> Consignes
[1] Selon l'extrait sur les places dans le TGV, quelles sont les deux principales catégories de joueurs ?
[2] Poursuivez l'extrait sur les places dans le TGV à partir de sa dernière phrase, en gardant le même ton.

> Extrait fourni

Mais je devine votre prochaine question car je vous ai mis l'eau à la bouche : quelles sont les conditions pour jouer ?

Mettons d'emblée de côté le profil radical du joueur de l'extrême qu'est le resquilleur sans billet : amoureux du risque, il augmente le risque de se faire gauler en participant à la partie, au lieu de d'essayer de passer inaperçu à la voiture bar. C'est le Jonathan Hart du TGV Sud-Est ! (car c'est toujours un homme).

Mais à part ce rare spécimen suicidaire, il y a deux principales catégories de joueurs : le joueur volontaire et le joueur malgré lui (donc qui joue sans le savoir, c'est magnifique !)

Le joueur volontaire essaie généralement, par égoïsme classique, de piquer une place meilleure que celle qu'il a réservée, genre pour éviter le carré où il va devoir supporter les hurlements de morveux hyperactifs pendant 5 heures.

Sa motivation peut être aussi plus socialisante : voyageant accompagné, il n'a pas pensé à faire une réservation conjointe avec le reste du groupe, ce qui l'amène à devoir jouer pour pouvoir rester à déblatérer des âneries avec eux (notons que même lorsque le joueur gagne et conquiert la place convoitée, il échange rarement plus de 10 mots avec ses amis pendant le reste du voyage, car ils n'ont rien à se dire en fait).

Quant au joueur malgré lui, c'est un véritable artiste qui s'ignore : le cas le plus répandu ne sait pas distinguer la fenêtre du couloir. Il y a aussi le touriste étranger qui ne comprend rien au système de réservation, ou encore l'illettré qui ne sait pas lire son billet. Mais le plus fort est celui qui se trompe de voiture ou confond le haut et le bas du duplex.

Et puis il y a la figure ultime du méta-joueur involontaire : celui qui, tellement habitué à ce qu'on lui pique régulièrement sa place, voit des joueurs là où il n'y en a pas et, blasé, oublie de vérifier son billet et vous demande de décaniller, alors que vous êtes installé à la bonne place. C'est très fort : comment jouer, même sans joueurs ...

> Données brutes
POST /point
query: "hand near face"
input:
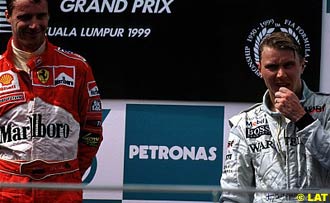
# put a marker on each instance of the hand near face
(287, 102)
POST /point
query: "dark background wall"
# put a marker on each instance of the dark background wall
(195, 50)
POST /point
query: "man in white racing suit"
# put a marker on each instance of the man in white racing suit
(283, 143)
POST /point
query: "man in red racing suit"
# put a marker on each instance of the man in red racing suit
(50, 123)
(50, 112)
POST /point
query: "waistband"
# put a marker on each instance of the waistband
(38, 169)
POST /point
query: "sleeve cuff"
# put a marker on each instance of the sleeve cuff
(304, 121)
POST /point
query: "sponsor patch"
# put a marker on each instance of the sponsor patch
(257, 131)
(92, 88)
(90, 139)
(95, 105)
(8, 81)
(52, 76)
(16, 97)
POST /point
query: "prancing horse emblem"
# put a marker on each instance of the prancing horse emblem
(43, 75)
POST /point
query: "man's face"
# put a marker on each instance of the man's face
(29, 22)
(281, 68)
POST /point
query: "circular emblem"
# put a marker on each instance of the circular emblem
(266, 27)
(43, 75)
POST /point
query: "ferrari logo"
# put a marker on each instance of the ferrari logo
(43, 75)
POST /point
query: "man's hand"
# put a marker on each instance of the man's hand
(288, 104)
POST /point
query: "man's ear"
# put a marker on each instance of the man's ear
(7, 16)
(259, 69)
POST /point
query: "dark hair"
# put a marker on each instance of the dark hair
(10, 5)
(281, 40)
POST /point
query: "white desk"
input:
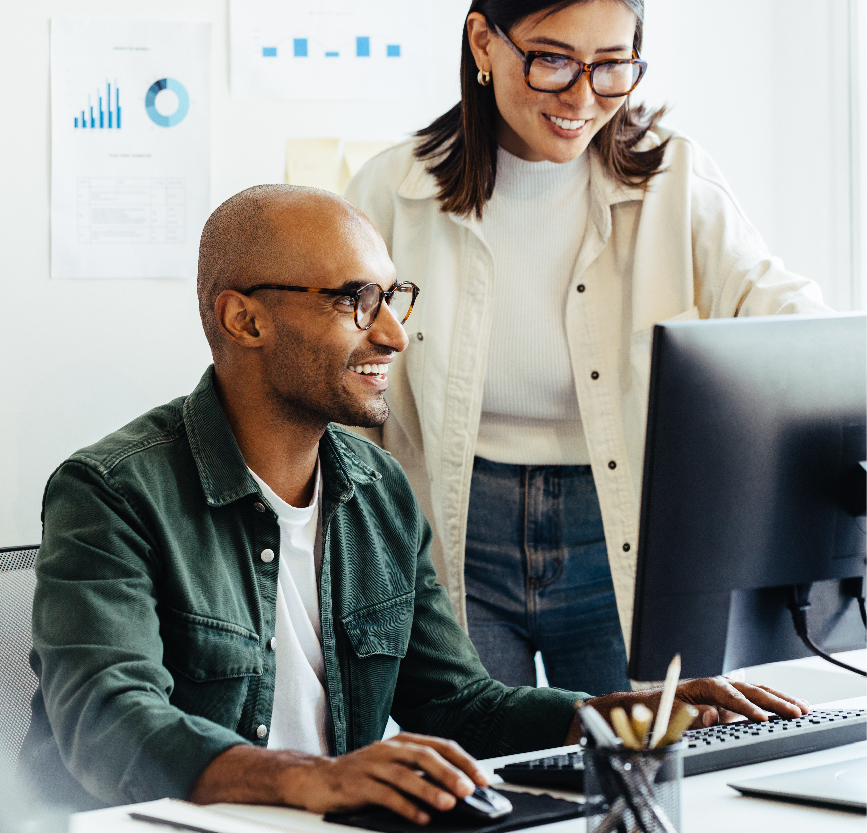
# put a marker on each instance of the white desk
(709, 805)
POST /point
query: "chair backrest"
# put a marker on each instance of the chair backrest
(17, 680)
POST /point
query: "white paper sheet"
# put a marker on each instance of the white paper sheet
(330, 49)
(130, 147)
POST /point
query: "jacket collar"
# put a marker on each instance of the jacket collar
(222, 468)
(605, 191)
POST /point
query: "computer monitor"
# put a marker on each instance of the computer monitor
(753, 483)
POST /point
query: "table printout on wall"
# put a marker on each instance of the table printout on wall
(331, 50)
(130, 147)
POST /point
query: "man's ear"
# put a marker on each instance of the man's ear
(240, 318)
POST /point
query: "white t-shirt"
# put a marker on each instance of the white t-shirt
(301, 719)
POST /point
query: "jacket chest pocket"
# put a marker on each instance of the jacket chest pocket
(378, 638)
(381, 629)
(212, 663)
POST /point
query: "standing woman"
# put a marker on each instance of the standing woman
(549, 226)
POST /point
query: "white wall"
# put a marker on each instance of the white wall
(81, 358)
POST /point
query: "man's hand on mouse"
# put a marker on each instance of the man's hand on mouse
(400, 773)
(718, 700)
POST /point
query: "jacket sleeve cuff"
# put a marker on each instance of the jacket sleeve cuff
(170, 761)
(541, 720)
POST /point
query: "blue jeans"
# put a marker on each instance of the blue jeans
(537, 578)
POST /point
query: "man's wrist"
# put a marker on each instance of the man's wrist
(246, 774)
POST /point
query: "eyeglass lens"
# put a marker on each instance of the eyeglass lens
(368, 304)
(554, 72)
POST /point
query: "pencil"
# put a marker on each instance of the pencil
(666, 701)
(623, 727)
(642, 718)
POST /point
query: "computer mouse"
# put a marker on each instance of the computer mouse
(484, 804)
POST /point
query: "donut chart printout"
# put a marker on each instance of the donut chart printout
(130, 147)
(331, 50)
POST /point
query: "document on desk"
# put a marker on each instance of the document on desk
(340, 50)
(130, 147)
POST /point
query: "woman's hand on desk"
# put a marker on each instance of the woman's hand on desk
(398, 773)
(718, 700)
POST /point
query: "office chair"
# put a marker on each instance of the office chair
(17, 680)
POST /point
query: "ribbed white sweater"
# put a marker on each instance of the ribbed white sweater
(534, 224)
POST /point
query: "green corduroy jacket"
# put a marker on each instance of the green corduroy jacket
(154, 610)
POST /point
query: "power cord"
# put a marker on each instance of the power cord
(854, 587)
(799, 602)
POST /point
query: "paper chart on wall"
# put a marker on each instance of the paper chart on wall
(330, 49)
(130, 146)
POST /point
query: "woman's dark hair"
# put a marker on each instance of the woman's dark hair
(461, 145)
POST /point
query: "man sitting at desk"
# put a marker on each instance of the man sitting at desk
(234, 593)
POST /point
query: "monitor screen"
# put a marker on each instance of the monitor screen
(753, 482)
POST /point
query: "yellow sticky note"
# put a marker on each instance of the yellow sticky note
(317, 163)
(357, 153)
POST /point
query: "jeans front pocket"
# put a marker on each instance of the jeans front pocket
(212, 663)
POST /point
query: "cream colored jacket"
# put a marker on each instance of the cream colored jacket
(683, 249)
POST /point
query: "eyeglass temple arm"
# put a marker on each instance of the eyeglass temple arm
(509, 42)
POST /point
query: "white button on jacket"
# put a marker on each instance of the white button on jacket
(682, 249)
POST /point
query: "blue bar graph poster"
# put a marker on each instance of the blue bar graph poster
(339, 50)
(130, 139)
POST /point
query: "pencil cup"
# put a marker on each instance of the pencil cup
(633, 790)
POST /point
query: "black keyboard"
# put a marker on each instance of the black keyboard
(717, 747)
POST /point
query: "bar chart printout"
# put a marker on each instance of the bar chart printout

> Réponses
[1] Le joueur volontaire et le joueur malgré lui.

[2]
 

Alors ok, me direz-vous, c'est marrant, mais comment expliquer tout de même un tel engouement pour cette pratique ?

J'ai ma petite idée que je vous livre, et qui tient selon moi à l'étonnante contemporanéité des valeurs que ce jeu mobilise, totalement en phase avec le programme de notre bien-aimé Président et de ses deux roquets alto-ligérien et drômien.

Le hasard, en premier lieu, qui à force de coupes sévères dans les budgets de l'éducation nationale et de la recherche, a désormais supplanté le mérite et la connaissance dans l'esprit d'une bonne partie de la population comme seul espoir de réussite sociale. Euromillion du loto et jeux débiles à la télé sont là pour nous le rappeler, alors que dans le même temps, des hordes de diplômés lettrés, « inemployables » assistés, squattent inlassablement les guichets des locaux faméliques du Pôle Emploi.

Mais surtout, en second lieu, l'esprit de concurrence féroce auquel ce jeu fait appel nous rappelle qu'à l'extérieur du train, également, la société nous est présentée comme une jungle où, pour faire sa place, la seule issue est d'enfoncer son semblable ou de doubler son voisin.

Alors, comment mieux se préparer psychologiquement à retrouver son chef et ses collègues de travail lors de son trajet de retour de vacances, hein ??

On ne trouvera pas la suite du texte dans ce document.